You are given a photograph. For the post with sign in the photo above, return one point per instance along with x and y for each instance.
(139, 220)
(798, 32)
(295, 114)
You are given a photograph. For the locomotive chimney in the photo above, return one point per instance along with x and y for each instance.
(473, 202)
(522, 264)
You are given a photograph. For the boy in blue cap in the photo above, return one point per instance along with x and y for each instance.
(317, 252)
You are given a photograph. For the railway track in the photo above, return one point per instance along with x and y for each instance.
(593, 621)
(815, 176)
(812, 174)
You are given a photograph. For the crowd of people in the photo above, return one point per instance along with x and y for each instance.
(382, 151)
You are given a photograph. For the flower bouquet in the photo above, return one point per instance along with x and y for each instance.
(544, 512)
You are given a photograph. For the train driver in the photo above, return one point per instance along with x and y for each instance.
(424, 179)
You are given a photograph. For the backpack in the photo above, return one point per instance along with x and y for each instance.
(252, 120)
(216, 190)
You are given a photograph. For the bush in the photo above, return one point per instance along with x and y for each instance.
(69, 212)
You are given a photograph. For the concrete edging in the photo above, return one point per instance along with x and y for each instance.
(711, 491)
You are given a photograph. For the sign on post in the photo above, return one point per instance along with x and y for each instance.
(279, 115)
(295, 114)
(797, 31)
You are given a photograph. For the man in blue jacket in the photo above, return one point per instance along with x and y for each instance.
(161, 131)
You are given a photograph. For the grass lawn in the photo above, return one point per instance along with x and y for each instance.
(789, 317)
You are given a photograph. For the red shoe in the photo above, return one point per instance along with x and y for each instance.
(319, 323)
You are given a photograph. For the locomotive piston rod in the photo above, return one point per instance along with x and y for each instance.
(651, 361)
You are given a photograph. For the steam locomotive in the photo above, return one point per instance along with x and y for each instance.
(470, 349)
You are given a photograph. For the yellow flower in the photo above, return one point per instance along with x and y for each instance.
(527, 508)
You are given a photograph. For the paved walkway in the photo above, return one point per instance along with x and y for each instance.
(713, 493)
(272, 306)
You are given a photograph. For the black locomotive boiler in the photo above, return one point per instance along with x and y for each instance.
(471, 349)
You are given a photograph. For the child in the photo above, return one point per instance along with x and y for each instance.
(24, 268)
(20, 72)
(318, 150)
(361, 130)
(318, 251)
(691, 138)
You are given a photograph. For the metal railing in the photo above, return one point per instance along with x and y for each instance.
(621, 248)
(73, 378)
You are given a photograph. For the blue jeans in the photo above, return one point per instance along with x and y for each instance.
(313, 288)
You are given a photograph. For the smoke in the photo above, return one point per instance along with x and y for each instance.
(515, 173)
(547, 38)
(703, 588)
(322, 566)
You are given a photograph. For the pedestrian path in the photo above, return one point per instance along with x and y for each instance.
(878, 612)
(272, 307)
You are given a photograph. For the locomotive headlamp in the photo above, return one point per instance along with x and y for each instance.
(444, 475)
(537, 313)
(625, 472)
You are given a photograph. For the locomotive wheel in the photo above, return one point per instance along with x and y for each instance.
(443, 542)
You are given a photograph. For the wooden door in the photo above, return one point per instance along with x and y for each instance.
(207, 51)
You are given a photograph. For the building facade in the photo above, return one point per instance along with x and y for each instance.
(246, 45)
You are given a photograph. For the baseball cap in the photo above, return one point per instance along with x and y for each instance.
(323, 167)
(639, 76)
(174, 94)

**********

▶ Do this: Format every row above as a numbered list, omitting any blank lines.

▶ Exercise answer:
1. You are given a photograph. For the post with sign in the photo above, return one point per instance along with x and y for each instance.
2. (139, 220)
3. (798, 32)
4. (295, 114)
5. You are given a photograph. For the locomotive chimney in the photo above, return one point per instance along with x and y for each instance.
6. (473, 202)
7. (522, 264)
8. You are given a photograph. For the boy in blue cap in the photo above, return one point per instance along with x and y for each instance.
9. (317, 252)
10. You are given a photograph. For the railway track in the photo above, return one point per instance along with x and y for each instance.
11. (593, 621)
12. (815, 176)
13. (812, 174)
14. You are given a photograph. For the crowd of people in the photo above, return one point per instance along with x and y for each instance.
15. (382, 151)
16. You are given a photograph. For the flower bouquet in the photo above, return one point per instance along with x and y for each instance.
17. (544, 512)
18. You are given a photograph. For the train driver in the photo above, return one point per instance along with x and y for each instance.
19. (424, 179)
20. You are given a photograph. For the backpack in the photo above, return one point per instance along with x and y for each instance.
21. (252, 120)
22. (216, 190)
23. You are given a photograph. For the bush in the photo above, return one point per instance along with x and y for each instance.
24. (69, 212)
25. You are given a photograph. For the concrete edging in the photo above, return one point per instance along with x and y for each instance.
26. (711, 491)
27. You are given a photograph. For the sign on post in the photo above, return one point per instance along with x and y for each instance.
28. (279, 115)
29. (295, 114)
30. (797, 31)
31. You are given a photograph. For the man in blue jacket in the photo above, return one point per instance along with x and y for each instance.
32. (161, 131)
33. You are given a photograph. For the grass lawn in the photo above, return one point per instance along with x and y for each instance.
34. (789, 317)
35. You are given a photograph. For the red shoe in the photo above, return one point per instance along with x and y for each instance.
36. (319, 323)
37. You are given a photograph. For the locomotive piston rod in the photo above, return one point per instance along with x and y for each instance.
38. (651, 361)
39. You are given a photograph. For the steam locomotive in the photo above, return one point per instance along with x and y for each instance.
40. (470, 349)
41. You are given a photograph. For the yellow flower in the photo above, return one point per instance along with x and y for each instance.
42. (527, 508)
43. You are given a photograph. For the paved walkway in the photo above, return one point per instance along with x and y for each instance.
44. (713, 493)
45. (272, 306)
46. You are given a photograph. For the black locomotive boiler in the photo above, return one point per instance along with x and y for each instance.
47. (471, 349)
48. You are given a photograph. For the child in the photo above, return one point per instance along with x and y for each instance.
49. (24, 268)
50. (20, 72)
51. (318, 150)
52. (361, 130)
53. (318, 251)
54. (691, 138)
55. You are given a photograph. For the metal railing in the photo above, return one point per instance along with x and y for each instance.
56. (621, 248)
57. (73, 378)
58. You are given a photograph. For the blue jeans in the photo above, return one point per instance along with x and y for each instance.
59. (313, 288)
60. You are given a photograph. For the smoke in the photo above, return one point per instance along with x and y for each instance.
61. (515, 173)
62. (547, 38)
63. (703, 588)
64. (322, 566)
65. You are given a photograph. For the pedestrian path in the photo above, return one point per instance along with x and y for each instance.
66. (878, 612)
67. (272, 307)
68. You are given a photograph. For the locomotive headlamp in the photo above, return one point per instance along with x and y for each instance.
69. (444, 475)
70. (537, 313)
71. (625, 472)
72. You are given a photograph. For the locomotive wheel in the photo above, return one point per instance along with x and y for each instance.
73. (443, 542)
74. You are given a photograph. For the wooden door in the photo above, return one point per instance along with x and y for each instance.
75. (207, 51)
76. You are given a photograph. For the building facade in the photo above, return one point per instance along with x and y for each instance.
77. (246, 45)
78. You are given a photograph. For the baseball cap in the photo above, return one point per instance along with x and y for each instance.
79. (323, 167)
80. (639, 76)
81. (174, 94)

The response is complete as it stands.